Task requirements.
Format everything from the line containing "Can you find the background" down to the line containing "pixel 275 185" as a two-column CSV with the headers text and answer, one row per listing. Place each listing's text and its answer in separate double-quoted fields, with line breaks replaced by spaces.

(Collection listing)

___

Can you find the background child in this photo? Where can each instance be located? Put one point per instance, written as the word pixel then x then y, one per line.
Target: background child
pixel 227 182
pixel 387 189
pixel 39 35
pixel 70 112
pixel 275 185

___

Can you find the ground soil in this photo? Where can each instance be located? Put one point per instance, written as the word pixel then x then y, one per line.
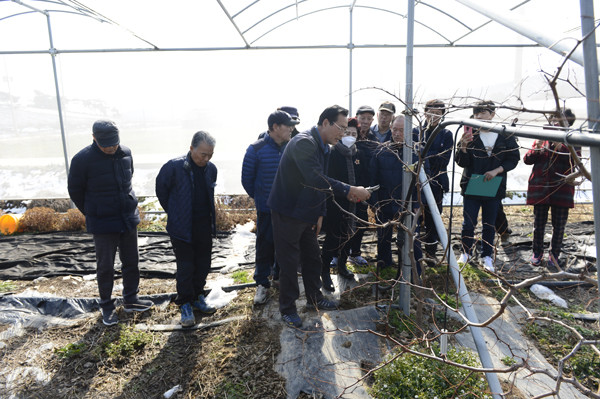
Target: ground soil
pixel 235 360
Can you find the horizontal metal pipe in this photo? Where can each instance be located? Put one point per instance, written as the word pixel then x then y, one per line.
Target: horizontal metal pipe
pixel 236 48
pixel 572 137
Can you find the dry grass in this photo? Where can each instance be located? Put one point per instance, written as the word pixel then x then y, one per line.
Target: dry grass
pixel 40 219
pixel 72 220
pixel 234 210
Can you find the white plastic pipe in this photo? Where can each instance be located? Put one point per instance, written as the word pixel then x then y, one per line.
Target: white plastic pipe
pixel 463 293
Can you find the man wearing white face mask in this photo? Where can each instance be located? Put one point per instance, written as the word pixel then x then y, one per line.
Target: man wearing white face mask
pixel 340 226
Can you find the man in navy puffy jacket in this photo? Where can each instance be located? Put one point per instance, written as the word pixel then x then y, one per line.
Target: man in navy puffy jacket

___

Result for this task.
text,answer
"Can you find the background child in this photo? Where can each instance be located? Put one point per instance, written as the word pixel then x then y, one per line. Target: background child","pixel 227 182 pixel 387 189 pixel 39 35 pixel 70 112 pixel 275 185"